**WHAT THE TASK ASKS:** Print every record below exactly as written.

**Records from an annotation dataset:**
------------

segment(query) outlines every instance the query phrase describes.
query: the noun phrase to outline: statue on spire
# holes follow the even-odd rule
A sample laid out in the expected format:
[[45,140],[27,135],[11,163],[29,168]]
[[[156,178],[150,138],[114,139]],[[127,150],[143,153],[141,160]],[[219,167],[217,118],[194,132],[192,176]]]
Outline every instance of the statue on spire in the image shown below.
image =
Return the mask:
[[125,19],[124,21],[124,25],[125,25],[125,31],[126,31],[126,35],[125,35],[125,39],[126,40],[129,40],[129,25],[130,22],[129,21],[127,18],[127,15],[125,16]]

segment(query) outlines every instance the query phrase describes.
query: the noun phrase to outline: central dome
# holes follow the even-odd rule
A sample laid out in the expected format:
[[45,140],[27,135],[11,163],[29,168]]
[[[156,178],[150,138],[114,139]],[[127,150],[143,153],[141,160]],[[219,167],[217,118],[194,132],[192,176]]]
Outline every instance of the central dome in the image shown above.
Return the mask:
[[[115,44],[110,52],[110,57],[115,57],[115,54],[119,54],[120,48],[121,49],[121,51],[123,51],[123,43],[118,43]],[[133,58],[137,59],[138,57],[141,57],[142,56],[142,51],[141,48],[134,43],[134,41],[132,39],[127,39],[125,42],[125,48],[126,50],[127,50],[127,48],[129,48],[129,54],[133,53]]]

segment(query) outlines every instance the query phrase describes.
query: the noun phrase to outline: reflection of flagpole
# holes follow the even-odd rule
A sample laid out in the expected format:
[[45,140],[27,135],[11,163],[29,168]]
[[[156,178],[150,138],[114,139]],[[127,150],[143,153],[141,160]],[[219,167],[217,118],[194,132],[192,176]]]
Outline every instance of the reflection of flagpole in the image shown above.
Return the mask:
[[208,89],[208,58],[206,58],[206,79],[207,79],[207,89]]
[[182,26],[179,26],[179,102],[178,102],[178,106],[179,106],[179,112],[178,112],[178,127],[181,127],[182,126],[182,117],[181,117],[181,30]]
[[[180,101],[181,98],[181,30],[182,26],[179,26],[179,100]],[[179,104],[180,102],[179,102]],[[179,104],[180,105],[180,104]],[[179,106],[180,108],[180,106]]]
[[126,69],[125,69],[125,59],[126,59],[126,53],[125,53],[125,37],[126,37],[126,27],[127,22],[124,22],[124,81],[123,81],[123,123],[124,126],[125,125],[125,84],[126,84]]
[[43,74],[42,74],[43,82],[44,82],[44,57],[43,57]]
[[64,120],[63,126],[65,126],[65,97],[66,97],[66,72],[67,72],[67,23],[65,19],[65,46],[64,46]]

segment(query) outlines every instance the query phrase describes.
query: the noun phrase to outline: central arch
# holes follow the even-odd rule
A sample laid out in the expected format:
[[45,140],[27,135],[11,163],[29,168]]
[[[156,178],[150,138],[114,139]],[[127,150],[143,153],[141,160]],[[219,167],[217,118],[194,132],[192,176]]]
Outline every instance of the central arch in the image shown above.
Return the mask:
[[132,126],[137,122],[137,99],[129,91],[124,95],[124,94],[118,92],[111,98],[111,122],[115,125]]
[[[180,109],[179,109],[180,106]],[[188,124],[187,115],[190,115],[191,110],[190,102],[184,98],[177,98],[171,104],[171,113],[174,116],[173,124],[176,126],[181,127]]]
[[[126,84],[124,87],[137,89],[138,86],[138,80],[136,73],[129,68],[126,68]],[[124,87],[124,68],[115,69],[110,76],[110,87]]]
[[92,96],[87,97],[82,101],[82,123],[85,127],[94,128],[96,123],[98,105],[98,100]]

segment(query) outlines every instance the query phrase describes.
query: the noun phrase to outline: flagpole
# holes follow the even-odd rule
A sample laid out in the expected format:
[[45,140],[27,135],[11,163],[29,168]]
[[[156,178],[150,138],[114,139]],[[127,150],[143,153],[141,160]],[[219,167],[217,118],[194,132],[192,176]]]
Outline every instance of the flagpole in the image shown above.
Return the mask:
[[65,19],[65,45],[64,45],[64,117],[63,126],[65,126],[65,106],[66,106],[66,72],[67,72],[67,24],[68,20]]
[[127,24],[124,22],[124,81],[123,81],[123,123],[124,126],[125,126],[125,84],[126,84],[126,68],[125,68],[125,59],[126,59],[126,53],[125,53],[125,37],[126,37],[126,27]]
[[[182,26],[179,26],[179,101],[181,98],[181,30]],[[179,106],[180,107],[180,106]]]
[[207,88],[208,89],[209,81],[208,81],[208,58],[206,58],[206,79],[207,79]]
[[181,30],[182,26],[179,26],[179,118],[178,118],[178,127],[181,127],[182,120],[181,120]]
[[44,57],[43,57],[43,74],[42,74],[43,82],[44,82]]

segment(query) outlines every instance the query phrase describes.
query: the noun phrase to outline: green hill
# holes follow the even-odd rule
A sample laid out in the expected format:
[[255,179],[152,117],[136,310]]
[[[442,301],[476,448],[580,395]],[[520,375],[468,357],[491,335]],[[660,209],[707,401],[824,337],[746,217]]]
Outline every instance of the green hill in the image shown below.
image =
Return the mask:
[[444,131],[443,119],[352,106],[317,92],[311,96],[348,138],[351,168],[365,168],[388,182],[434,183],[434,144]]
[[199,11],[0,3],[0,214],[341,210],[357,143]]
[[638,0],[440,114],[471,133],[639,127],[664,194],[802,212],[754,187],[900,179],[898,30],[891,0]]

------------

**SOLUTION TO THIS TASK:**
segment(query) outlines every instance the query phrase describes.
query: the noun phrase to outline: statue on spire
# holes follow the even-odd rule
A sample laid out in the expected format:
[[45,140],[27,135],[11,163],[29,168]]
[[[156,178],[150,138],[114,139]],[[127,150],[143,153],[141,160]],[[219,167],[217,118],[194,132],[192,176]]]
Outline every instance of the statue on spire in the image shown below.
image =
Return the mask:
[[125,19],[124,21],[124,25],[125,25],[125,31],[126,31],[126,35],[125,35],[125,39],[126,40],[129,40],[129,25],[130,22],[129,21],[127,18],[127,15],[125,16]]

segment(query) outlines every instance the query phrase describes.
query: the noun phrase to outline: central dome
# holes follow the even-odd rule
A sample laid out in the expected format:
[[45,140],[27,135],[11,163],[29,168]]
[[[156,178],[150,138],[114,139]],[[127,150],[143,153],[141,160]],[[219,167],[217,118],[194,132],[192,176]]]
Outline every instance of the central dome in the image shown above.
Return the mask:
[[[115,44],[110,52],[110,57],[115,57],[115,54],[119,54],[120,48],[121,49],[121,51],[123,51],[123,43],[118,43]],[[133,58],[137,59],[138,57],[141,57],[142,56],[142,51],[141,48],[134,43],[134,41],[132,39],[127,39],[125,42],[125,48],[126,50],[127,50],[127,48],[129,48],[129,54],[133,53]]]

segment(query) outlines every instance the query phrase describes.
query: the noun phrase to outline: reflection of flagpole
# holes follow the even-odd rule
A sample laid out in the expected format:
[[45,140],[27,135],[11,163],[29,168]]
[[[156,178],[150,138],[114,139]],[[127,150],[143,153],[141,160]],[[219,167],[217,118],[194,132],[192,176]]]
Outline every instance of the reflection of flagpole in the image shown above.
Return the mask:
[[208,89],[208,58],[206,58],[206,79],[207,79],[207,89]]
[[182,26],[179,26],[179,102],[178,102],[178,106],[179,106],[179,112],[178,112],[178,127],[181,127],[182,126],[182,117],[181,117],[181,30]]
[[[180,101],[181,98],[181,30],[182,26],[179,26],[179,100]],[[179,104],[180,102],[179,102]],[[179,104],[180,105],[180,104]],[[179,106],[180,108],[180,106]]]
[[126,69],[125,69],[125,59],[126,59],[126,53],[125,53],[125,37],[126,37],[126,27],[127,22],[124,22],[124,81],[123,81],[123,123],[124,126],[125,125],[125,84],[126,84]]
[[43,74],[42,74],[43,82],[44,82],[44,57],[43,57]]
[[64,120],[63,126],[65,126],[65,97],[66,97],[66,72],[67,72],[67,23],[65,19],[65,46],[64,46]]

segment(query) outlines every instance the query phrase describes.
query: the noun phrase to outline: central arch
# holes follow the even-odd rule
A sample laid out in the expected format:
[[45,140],[27,135],[11,163],[29,168]]
[[[156,178],[150,138],[114,139]],[[127,150],[143,153],[141,160]],[[219,167],[217,118],[194,132],[192,176]]]
Outline every instance of the central arch in the image shown above.
Return the mask:
[[132,126],[137,122],[137,99],[129,91],[124,95],[124,94],[118,92],[111,98],[111,122],[115,125]]
[[[180,109],[179,109],[180,106]],[[188,124],[187,115],[190,115],[191,110],[190,102],[184,98],[177,98],[171,104],[171,113],[174,116],[173,124],[176,126],[181,127]]]
[[[126,84],[124,87],[137,89],[138,86],[138,80],[136,73],[129,68],[126,68]],[[124,87],[124,68],[115,69],[110,76],[110,87]]]
[[92,96],[87,97],[82,101],[82,123],[85,127],[94,128],[96,123],[98,105],[98,100]]

segment(query) outlines every instance the query phrase describes.
query: the noun phrase to outline: flagpole
# holes follow the even-odd rule
A sample laid out in the expected format:
[[45,140],[27,135],[11,163],[29,168]]
[[[156,178],[150,138],[114,139]],[[127,150],[143,153],[141,160]],[[219,167],[217,118],[194,132],[192,176]]]
Outline every instance of the flagpole in the image shown above.
Return the mask:
[[65,19],[65,45],[64,45],[64,117],[63,126],[65,126],[65,106],[66,106],[66,72],[67,72],[67,24],[68,20]]
[[127,24],[124,22],[124,81],[123,81],[123,123],[124,126],[125,126],[125,84],[126,84],[126,68],[125,68],[125,59],[126,59],[126,53],[125,53],[125,37],[126,37],[126,27]]
[[[182,26],[179,26],[179,101],[181,98],[181,30]],[[179,106],[180,107],[180,106]]]
[[207,88],[208,89],[209,81],[208,81],[208,58],[206,58],[206,79],[207,79]]
[[181,30],[182,26],[179,26],[179,118],[178,118],[178,127],[181,127],[182,120],[181,120]]
[[44,57],[43,57],[43,74],[42,74],[43,82],[44,82]]

segment(query) outlines every instance the query phrase describes.
query: the noun phrase to outline: green hill
# holes follow the even-odd rule
A sample laid out in the expected format:
[[255,179],[152,117],[136,310]]
[[[442,301],[476,448],[580,395]],[[520,375],[468,357],[491,335]],[[660,209],[707,401],[824,337],[746,217]]]
Outline every instance of the green hill in the image shown below.
image =
Return the mask:
[[444,131],[443,119],[352,106],[317,92],[311,96],[348,138],[351,168],[365,168],[388,182],[434,183],[434,144]]
[[199,11],[0,3],[0,214],[341,210],[357,143]]
[[638,0],[440,114],[471,133],[639,127],[664,194],[802,212],[754,187],[900,179],[898,30],[891,0]]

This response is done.